Saturday, April 08, 2006

Religious Music and the Real World, Part I: The Hold Steady

I subscribe to Duke Ellington's theory of musical catagorization: "There are two kinds of music, good music and bad music." Because of this, I'm pretty open to all "types" of music. Country usually gets a bad rap from the musical elite, but old-style Wilco and Lucinda Williams are as good as they come. One category I've usually kept far from my radar, however, is any pop-music that eminates religious devotion. This is not because I'm not a religious guy, I am. Rather, I think it's because most non-classical religious music (a la Amy Grant or EFY) is corny, false and ridiculous.

Recently I've found that I'm totally wrong in my categorical exclusion of "religious" pop music.

There are some GREAT bands out there that treat religious belief realistically and seriously. "The Hold Steady" is one of them. Their most recent album's sound isn't much different from your average guitar-riff driven rock band. Nothing special there. But the lyrics are amazing!!!

· · · · · · ·

• **EXERCISE REQUIREMENTS**:
1. List every musician or band the blog post on religious music names, leaving out the ones it gives as examples of corny religious music.
2. Continue the blog post about religious music and The Hold Steady from its last sentence.

Rows from a data collection
· · · · · · ·

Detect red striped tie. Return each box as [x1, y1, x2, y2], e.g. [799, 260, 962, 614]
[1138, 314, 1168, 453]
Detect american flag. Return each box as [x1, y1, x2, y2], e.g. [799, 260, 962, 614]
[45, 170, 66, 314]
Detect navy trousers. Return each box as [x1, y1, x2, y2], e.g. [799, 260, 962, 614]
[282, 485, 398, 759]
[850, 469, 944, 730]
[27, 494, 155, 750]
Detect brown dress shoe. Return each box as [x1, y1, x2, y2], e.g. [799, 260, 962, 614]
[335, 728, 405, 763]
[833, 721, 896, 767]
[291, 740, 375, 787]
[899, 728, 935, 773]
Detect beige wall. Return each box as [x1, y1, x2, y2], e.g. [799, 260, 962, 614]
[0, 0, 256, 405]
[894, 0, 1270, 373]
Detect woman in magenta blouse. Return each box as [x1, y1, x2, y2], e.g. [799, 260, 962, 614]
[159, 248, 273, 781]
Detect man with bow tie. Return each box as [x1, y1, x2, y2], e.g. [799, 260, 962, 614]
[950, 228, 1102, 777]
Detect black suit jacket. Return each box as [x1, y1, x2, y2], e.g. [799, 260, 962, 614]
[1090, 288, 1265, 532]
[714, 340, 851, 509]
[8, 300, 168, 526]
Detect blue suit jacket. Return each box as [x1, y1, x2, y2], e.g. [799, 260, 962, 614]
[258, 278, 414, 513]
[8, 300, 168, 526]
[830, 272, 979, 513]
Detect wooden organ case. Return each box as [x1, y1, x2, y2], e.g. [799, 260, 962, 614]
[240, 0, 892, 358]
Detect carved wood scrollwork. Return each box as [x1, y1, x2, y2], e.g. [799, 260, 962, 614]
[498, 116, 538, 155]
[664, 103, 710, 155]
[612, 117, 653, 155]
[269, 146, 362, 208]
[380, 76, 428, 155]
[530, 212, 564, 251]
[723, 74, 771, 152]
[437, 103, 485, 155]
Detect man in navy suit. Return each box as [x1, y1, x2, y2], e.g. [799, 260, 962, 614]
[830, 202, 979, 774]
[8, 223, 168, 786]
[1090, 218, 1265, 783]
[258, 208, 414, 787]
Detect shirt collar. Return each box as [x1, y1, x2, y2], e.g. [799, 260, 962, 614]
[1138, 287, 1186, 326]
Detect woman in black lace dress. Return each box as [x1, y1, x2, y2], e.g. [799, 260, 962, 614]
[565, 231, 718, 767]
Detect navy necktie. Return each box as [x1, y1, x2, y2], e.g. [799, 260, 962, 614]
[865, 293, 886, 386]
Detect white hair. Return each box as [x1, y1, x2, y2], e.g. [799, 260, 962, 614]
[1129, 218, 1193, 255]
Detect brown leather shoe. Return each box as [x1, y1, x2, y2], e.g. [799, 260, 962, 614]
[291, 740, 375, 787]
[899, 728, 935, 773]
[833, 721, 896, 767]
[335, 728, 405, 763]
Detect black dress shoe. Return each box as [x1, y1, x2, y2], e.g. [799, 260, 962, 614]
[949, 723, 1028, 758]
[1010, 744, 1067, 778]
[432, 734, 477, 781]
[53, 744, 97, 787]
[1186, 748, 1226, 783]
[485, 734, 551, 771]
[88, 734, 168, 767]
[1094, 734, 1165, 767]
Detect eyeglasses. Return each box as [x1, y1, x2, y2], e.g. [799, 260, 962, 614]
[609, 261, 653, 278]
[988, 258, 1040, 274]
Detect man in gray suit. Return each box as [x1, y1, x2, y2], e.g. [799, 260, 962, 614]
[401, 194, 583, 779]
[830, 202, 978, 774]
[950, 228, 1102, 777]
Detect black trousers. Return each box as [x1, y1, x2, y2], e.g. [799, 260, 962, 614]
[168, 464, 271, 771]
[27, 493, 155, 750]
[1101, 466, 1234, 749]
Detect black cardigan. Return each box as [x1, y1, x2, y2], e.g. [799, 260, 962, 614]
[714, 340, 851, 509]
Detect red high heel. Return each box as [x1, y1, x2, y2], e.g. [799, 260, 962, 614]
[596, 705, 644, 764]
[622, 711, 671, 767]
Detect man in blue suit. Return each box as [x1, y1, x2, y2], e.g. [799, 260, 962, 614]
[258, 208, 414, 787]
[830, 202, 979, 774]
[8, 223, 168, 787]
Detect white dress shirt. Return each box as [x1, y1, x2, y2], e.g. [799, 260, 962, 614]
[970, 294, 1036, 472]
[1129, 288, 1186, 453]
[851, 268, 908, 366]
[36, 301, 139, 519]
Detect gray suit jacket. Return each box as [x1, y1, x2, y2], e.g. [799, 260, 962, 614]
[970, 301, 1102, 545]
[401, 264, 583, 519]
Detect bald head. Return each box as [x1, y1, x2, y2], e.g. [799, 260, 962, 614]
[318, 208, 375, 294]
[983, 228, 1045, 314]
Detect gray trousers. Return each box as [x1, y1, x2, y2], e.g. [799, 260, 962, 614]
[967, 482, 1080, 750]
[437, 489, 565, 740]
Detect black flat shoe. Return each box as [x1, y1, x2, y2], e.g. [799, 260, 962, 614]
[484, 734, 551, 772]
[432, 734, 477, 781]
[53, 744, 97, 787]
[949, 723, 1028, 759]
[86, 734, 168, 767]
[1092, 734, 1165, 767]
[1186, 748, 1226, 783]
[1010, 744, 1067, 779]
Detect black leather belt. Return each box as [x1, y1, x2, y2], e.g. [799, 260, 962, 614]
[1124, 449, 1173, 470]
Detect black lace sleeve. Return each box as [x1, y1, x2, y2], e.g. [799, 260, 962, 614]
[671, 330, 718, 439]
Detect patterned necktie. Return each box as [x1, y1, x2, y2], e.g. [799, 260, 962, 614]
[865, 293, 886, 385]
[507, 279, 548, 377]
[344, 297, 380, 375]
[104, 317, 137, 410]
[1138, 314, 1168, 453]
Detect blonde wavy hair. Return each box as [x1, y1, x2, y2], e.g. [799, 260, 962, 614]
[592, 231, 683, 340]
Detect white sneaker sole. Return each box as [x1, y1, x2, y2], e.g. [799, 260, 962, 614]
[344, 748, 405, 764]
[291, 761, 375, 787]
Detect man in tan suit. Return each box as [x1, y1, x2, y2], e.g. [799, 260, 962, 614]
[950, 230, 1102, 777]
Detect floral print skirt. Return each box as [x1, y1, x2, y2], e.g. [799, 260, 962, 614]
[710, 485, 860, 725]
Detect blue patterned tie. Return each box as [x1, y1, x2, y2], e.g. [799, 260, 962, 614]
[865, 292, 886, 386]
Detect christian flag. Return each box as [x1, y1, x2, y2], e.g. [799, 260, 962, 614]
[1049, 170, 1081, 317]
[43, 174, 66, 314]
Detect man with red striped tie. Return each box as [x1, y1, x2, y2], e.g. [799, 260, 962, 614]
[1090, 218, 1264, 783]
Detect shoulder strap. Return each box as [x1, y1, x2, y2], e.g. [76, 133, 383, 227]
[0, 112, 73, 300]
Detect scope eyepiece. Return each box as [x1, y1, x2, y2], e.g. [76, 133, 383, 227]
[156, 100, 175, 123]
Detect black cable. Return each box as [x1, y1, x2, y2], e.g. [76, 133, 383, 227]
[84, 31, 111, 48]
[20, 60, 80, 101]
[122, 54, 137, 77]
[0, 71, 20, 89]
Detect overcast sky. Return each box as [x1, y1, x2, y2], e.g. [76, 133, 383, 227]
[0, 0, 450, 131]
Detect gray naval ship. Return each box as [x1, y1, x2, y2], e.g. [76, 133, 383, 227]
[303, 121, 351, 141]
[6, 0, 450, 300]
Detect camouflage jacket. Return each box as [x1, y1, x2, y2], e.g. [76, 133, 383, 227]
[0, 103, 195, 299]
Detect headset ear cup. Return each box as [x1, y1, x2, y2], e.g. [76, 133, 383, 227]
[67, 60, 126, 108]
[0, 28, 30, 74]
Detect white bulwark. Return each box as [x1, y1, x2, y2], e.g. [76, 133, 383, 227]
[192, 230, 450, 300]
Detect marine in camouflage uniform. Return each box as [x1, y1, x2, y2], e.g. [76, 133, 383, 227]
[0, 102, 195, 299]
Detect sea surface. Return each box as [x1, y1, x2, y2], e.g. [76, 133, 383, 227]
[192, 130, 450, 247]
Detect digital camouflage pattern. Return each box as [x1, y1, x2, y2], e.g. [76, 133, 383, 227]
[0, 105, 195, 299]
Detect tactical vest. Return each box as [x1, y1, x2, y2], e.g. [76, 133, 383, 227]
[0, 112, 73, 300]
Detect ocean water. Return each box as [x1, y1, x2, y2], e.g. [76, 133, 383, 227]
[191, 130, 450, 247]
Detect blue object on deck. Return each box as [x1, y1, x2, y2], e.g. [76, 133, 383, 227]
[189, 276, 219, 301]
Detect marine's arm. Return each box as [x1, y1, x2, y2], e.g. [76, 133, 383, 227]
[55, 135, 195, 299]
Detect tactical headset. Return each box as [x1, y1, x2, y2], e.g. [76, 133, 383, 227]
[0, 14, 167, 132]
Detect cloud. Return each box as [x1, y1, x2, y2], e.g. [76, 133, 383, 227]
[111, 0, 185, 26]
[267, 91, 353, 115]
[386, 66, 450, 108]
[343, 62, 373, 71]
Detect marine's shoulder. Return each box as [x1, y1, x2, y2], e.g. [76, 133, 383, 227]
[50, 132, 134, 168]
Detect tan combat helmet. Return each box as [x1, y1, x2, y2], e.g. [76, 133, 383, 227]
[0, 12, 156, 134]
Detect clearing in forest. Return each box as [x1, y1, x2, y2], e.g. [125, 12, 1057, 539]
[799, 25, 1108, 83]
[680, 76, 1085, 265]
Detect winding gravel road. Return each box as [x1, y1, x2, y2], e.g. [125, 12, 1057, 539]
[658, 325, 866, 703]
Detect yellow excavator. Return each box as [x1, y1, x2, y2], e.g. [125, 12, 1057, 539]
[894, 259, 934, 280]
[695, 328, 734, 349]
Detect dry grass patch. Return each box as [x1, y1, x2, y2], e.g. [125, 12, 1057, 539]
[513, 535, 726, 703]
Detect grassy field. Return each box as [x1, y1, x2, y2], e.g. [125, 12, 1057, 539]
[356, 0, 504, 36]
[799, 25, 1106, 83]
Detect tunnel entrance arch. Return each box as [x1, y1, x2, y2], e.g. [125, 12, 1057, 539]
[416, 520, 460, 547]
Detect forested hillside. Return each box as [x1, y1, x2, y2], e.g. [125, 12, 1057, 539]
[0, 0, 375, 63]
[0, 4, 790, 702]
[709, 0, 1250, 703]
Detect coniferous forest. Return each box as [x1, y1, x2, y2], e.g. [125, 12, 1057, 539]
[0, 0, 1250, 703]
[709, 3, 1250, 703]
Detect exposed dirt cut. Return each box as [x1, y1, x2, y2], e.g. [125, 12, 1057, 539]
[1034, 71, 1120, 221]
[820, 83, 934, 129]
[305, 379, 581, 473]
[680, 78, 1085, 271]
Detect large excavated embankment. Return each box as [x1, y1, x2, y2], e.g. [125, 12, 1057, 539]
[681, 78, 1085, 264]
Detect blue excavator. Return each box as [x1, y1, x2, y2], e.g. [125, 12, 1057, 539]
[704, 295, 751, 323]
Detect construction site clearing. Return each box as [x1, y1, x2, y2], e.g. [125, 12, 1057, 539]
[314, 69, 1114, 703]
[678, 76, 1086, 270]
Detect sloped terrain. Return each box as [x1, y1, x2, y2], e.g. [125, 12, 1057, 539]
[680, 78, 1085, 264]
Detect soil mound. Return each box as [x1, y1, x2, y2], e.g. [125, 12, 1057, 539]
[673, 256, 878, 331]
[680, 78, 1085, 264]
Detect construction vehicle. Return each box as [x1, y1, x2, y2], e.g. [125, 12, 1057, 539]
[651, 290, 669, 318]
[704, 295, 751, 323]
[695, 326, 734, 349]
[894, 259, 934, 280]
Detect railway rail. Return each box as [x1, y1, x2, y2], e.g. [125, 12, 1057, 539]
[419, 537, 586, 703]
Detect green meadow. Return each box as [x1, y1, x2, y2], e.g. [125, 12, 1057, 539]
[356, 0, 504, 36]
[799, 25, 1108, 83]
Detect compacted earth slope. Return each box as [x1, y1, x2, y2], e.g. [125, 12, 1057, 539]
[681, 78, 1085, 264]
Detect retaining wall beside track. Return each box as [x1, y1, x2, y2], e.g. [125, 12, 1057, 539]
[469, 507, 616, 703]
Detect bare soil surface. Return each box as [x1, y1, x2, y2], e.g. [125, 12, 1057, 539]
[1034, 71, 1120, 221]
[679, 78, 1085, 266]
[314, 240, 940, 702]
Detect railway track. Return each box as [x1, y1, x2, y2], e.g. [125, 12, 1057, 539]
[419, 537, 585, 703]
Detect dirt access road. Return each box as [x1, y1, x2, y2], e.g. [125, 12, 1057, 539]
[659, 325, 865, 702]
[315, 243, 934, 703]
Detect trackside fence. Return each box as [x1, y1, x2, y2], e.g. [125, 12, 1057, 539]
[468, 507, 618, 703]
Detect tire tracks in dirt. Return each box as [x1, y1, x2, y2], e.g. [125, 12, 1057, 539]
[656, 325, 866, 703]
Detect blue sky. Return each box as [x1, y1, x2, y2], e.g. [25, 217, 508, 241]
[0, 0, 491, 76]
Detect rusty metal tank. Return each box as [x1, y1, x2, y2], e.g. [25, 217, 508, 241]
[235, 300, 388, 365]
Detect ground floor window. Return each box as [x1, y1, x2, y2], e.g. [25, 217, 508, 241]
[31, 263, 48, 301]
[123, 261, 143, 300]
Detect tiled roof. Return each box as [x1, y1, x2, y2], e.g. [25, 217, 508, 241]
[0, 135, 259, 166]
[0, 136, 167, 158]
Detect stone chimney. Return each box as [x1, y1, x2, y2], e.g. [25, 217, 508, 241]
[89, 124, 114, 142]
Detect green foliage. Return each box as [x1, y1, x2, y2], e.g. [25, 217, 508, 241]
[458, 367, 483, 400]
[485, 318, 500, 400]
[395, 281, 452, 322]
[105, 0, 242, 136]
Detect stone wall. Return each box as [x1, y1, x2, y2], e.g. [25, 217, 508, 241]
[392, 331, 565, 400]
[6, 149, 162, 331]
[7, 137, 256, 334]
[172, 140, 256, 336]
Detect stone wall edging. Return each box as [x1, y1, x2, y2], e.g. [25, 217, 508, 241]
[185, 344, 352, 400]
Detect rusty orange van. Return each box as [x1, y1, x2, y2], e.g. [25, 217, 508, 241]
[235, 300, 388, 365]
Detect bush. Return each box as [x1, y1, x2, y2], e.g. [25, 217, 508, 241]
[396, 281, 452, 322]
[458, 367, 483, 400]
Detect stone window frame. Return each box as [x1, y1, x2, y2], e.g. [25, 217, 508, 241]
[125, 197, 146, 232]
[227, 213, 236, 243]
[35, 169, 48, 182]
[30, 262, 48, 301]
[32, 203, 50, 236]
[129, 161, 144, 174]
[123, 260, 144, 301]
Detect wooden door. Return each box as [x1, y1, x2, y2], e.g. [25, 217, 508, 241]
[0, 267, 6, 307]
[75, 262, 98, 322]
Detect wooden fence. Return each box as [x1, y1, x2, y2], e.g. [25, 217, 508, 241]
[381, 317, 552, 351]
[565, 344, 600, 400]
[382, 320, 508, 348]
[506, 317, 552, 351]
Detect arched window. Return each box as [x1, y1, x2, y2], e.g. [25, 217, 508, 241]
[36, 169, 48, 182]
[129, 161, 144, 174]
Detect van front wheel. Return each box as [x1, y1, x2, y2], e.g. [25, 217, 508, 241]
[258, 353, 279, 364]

· · · · · · ·

• **ANSWER SET**:
1. Duke Ellington, Wilco, Lucinda Williams, The Hold Steady

2.
"Separation Sunday" is a concept album about a teenage girl in Minnesota named "Halleluiah" who is stuck somewhere between the allure of drugs and sex and her Catholic upbringing. Pitchfork describes the album like this: "with its greater emphasis on religious wonder and dread, everything is sacred, and we realize that the booze and drugs and shady deals were always just a wrongheaded quest for divinity. As the characters flit from town to town searching for something ineffable, there's a sense, beneath the mounting urgency and desperation, that redemption might always be just around the corner."

The story is good, but the best part is that it's real. The religious life isn't flowers and puppy dogs, despite what the EFY soundtracks would have us believe. It's a struggle and I'm glad someone out there recognizes it. At the risk of giving away the end of the story, here's an example of what I'm talking about:

Halleluiah came to in a confession booth.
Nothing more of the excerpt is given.